*** Begin section ***

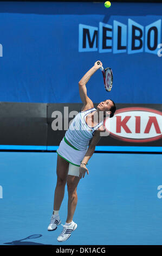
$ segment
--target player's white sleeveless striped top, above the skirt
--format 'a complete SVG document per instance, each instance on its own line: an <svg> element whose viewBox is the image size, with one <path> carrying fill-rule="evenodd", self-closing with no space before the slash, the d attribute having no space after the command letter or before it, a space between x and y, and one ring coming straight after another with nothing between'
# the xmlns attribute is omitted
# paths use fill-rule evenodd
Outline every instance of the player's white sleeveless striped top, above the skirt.
<svg viewBox="0 0 162 256"><path fill-rule="evenodd" d="M69 126L68 131L65 133L65 138L78 150L85 150L88 148L89 141L93 137L93 133L102 124L101 121L98 125L90 127L86 123L86 117L89 113L96 111L95 108L79 112Z"/></svg>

*** End section ***

What this task involves: Where does the word "attribute" occur in the records? Return every line that holds it.

Exercise result:
--format 'a complete SVG document per instance, each instance on its own line: an <svg> element whose viewBox is the image size, with one <path> carrying fill-rule="evenodd", self-closing with no space before the slash, the d attribute having no space after the command letter or before it, a space between x and y, and one ring coming straight after another with nothing between'
# the xmlns attribute is omitted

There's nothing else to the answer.